TASK DATA
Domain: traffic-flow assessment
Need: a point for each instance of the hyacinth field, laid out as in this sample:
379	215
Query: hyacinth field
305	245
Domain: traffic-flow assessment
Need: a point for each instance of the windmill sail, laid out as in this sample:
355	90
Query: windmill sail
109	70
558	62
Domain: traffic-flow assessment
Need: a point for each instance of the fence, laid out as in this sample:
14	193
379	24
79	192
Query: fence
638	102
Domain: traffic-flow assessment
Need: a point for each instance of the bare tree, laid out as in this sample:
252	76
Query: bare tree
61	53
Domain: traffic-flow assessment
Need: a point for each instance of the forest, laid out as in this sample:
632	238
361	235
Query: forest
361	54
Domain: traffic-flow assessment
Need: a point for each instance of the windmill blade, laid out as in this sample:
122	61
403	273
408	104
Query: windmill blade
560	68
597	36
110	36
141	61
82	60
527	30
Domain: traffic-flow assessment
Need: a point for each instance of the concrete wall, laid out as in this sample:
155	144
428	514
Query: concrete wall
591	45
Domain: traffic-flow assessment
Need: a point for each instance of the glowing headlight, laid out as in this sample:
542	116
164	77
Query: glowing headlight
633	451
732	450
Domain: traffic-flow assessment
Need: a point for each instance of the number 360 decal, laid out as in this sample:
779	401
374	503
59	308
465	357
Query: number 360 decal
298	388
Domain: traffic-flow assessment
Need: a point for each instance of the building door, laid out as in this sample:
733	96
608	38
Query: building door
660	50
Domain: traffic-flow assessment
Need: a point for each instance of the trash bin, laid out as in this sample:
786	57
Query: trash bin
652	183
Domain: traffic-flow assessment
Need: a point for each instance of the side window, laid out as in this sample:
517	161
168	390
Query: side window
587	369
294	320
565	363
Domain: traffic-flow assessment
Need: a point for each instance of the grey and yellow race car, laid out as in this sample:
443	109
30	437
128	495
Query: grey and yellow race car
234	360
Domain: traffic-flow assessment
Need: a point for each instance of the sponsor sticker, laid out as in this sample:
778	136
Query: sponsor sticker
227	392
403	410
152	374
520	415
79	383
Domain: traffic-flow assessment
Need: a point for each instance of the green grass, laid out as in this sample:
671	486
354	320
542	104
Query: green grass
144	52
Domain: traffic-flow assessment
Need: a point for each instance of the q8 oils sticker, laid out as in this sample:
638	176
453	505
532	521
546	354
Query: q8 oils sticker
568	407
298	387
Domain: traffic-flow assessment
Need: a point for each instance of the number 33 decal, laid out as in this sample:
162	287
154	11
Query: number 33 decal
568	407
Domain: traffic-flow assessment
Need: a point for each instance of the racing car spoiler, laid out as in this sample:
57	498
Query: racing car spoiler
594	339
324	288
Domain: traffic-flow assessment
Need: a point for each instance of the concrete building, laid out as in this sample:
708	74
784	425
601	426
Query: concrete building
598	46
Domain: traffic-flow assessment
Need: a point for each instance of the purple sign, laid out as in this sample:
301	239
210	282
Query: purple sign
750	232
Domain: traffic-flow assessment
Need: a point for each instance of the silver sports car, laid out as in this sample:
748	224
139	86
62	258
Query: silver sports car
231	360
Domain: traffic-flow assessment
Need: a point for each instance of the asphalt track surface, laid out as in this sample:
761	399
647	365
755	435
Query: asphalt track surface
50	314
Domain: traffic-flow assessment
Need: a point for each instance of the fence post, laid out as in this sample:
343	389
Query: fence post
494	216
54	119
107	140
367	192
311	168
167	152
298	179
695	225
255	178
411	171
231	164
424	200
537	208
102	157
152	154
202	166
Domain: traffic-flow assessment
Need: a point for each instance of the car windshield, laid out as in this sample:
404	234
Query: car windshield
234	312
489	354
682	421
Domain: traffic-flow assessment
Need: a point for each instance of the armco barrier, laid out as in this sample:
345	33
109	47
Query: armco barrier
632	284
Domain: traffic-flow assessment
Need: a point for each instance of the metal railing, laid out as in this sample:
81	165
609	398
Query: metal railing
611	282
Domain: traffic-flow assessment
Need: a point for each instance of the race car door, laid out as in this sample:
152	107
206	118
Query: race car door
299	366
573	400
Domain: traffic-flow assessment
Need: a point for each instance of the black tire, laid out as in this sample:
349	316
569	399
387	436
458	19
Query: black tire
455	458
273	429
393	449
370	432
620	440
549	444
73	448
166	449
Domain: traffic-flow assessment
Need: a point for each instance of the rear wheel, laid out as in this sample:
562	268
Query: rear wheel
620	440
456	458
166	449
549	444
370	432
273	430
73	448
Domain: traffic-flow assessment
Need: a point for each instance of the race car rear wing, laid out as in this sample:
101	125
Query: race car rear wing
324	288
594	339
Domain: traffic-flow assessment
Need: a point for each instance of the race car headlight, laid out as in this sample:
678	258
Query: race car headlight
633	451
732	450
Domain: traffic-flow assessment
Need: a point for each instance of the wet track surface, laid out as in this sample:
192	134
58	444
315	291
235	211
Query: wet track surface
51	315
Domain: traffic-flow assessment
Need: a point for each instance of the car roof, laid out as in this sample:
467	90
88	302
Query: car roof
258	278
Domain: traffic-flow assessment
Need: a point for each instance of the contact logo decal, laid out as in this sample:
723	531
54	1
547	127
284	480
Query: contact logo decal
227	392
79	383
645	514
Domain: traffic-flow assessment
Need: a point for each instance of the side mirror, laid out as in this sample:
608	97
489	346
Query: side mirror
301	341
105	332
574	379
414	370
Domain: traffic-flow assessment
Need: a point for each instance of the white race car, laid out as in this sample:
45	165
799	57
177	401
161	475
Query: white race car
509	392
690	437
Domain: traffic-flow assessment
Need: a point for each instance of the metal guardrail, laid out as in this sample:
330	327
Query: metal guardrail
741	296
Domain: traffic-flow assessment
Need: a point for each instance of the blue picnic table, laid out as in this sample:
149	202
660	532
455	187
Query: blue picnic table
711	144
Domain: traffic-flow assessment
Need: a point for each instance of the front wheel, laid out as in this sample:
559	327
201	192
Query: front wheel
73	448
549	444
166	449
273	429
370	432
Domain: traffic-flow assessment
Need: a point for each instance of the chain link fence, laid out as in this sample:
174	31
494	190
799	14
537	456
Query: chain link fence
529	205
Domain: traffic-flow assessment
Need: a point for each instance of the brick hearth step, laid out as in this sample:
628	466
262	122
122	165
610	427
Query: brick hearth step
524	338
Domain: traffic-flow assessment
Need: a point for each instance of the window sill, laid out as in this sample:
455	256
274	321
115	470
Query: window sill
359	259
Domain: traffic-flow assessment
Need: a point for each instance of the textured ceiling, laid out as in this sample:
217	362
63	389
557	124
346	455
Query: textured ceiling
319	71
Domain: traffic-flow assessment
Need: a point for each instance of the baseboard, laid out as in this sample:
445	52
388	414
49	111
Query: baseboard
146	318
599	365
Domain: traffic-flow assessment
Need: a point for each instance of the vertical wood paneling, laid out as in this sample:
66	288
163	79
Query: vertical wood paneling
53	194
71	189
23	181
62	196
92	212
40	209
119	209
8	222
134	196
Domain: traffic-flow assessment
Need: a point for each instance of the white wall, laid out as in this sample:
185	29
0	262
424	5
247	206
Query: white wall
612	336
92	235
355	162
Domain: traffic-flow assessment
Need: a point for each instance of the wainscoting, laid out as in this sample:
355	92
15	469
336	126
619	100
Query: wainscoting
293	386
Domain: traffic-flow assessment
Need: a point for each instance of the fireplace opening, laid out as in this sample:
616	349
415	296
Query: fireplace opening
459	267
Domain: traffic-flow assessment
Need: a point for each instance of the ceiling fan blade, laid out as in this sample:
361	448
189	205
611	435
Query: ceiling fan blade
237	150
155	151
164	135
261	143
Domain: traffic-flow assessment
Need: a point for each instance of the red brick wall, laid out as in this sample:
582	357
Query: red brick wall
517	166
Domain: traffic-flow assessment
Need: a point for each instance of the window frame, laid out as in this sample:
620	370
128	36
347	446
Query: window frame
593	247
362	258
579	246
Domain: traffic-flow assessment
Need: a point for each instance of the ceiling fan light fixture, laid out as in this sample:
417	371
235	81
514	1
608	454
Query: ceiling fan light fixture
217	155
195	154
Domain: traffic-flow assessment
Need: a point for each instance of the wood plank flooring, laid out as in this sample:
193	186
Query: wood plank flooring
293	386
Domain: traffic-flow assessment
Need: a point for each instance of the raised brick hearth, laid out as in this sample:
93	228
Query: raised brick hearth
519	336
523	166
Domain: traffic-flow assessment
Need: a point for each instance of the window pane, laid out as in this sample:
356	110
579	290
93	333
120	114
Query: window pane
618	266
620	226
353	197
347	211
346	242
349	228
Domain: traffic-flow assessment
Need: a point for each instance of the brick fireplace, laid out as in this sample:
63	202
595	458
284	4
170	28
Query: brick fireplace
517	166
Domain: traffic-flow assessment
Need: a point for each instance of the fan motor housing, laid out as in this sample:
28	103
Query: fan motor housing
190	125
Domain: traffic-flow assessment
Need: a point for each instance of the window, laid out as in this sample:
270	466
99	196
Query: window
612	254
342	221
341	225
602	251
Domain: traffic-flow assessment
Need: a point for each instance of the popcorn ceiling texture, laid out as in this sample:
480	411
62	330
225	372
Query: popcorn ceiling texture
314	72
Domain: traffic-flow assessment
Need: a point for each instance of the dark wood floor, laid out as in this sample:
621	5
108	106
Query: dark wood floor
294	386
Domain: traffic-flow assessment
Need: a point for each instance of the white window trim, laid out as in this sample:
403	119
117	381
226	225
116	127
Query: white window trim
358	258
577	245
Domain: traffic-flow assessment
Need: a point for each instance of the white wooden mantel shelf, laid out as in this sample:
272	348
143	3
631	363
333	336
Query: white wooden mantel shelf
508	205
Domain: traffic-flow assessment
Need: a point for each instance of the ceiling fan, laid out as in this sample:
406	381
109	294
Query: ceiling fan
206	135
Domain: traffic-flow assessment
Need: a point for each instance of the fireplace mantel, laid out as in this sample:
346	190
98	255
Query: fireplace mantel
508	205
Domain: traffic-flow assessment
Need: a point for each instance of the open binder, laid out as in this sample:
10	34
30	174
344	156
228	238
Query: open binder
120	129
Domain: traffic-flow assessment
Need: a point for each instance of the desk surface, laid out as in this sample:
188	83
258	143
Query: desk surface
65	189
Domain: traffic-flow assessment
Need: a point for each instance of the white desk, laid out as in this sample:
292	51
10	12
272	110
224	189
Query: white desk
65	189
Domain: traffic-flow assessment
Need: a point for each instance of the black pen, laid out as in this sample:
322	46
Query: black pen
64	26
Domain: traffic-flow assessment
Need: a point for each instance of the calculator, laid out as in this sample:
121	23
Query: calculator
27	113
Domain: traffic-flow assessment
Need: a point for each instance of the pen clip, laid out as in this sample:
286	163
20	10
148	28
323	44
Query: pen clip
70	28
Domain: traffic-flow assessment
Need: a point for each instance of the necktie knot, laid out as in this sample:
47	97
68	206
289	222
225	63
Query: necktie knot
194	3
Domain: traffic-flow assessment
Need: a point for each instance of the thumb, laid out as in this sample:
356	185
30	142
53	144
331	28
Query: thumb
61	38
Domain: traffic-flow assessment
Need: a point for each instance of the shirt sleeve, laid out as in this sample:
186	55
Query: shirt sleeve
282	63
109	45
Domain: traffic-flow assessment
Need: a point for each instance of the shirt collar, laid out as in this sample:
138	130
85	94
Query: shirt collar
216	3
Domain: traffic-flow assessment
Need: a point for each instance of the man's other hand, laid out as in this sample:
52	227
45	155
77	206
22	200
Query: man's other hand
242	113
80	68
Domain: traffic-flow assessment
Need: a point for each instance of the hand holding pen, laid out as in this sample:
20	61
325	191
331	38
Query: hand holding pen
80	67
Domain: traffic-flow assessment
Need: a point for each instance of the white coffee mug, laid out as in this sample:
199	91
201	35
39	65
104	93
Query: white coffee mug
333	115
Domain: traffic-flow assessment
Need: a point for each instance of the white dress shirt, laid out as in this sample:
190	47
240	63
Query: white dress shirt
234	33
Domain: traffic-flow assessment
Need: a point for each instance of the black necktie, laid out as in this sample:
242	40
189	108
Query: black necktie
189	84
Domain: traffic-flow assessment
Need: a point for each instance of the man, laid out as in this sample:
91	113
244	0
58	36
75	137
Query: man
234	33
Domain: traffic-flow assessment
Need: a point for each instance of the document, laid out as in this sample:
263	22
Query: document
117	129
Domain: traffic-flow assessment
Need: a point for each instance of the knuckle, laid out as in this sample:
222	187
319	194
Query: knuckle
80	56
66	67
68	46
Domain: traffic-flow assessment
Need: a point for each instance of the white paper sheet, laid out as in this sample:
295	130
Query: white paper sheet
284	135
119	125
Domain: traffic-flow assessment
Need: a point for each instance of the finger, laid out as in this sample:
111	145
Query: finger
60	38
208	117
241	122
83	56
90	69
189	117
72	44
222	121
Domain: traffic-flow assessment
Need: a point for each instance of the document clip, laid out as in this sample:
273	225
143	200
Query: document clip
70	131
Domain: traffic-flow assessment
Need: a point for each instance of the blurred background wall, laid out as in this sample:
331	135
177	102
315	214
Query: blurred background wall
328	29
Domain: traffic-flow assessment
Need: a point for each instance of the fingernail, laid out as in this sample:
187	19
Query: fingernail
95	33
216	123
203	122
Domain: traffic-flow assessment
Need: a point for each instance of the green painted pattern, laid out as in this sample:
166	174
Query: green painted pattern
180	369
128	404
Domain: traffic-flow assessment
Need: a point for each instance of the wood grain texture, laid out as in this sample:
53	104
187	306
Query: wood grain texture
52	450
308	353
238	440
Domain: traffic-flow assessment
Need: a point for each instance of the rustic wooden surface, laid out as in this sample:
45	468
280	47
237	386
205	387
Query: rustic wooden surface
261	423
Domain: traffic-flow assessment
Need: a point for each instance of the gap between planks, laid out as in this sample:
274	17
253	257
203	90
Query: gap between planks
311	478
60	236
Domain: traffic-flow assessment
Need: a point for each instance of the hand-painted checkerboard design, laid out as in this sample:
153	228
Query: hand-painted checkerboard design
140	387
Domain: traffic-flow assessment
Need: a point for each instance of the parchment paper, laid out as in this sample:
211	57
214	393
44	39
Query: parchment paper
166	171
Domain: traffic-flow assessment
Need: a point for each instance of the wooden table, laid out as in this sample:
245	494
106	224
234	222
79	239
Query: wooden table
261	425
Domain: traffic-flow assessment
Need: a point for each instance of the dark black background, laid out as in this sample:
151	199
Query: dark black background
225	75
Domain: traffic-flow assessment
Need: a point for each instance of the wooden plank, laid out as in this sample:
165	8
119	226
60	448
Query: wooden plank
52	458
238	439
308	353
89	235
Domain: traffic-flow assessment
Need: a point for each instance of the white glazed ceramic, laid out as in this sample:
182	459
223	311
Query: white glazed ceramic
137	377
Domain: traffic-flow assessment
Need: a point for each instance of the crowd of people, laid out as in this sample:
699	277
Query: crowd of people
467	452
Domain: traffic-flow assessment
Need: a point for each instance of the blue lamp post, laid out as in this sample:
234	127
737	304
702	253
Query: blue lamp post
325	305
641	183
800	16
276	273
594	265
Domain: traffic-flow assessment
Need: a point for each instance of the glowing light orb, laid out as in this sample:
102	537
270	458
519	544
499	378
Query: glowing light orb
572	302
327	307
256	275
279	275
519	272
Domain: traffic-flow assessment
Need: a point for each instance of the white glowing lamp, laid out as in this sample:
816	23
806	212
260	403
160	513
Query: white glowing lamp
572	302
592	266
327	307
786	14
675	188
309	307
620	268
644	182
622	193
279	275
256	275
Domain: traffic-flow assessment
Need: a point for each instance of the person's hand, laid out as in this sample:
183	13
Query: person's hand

REQUIRED WORK
Return nothing but the lines from the first line of the listing through the line with "Need: a point for each instance of the forest, laid", please, keeping every one of them unchanged.

PROBLEM SOLUTION
Domain: traffic-flow assessment
Need: a point for each instance of the hyacinth field, laid out as in this sample:
379	215
Query: hyacinth field
305	245
Domain: traffic-flow assessment
Need: a point for each instance of the windmill sail, laid out as in this sample:
355	90
Query: windmill sail
109	70
558	62
Domain: traffic-flow assessment
Need: a point for each instance of the fence, laid out as in this sample:
14	193
379	24
79	192
Query: fence
638	102
Domain: traffic-flow assessment
Need: a point for each instance of the bare tree, laid out as in this sample:
252	76
Query: bare tree
61	53
Domain: traffic-flow assessment
Need: a point for each instance of the forest, laid out as in this sample:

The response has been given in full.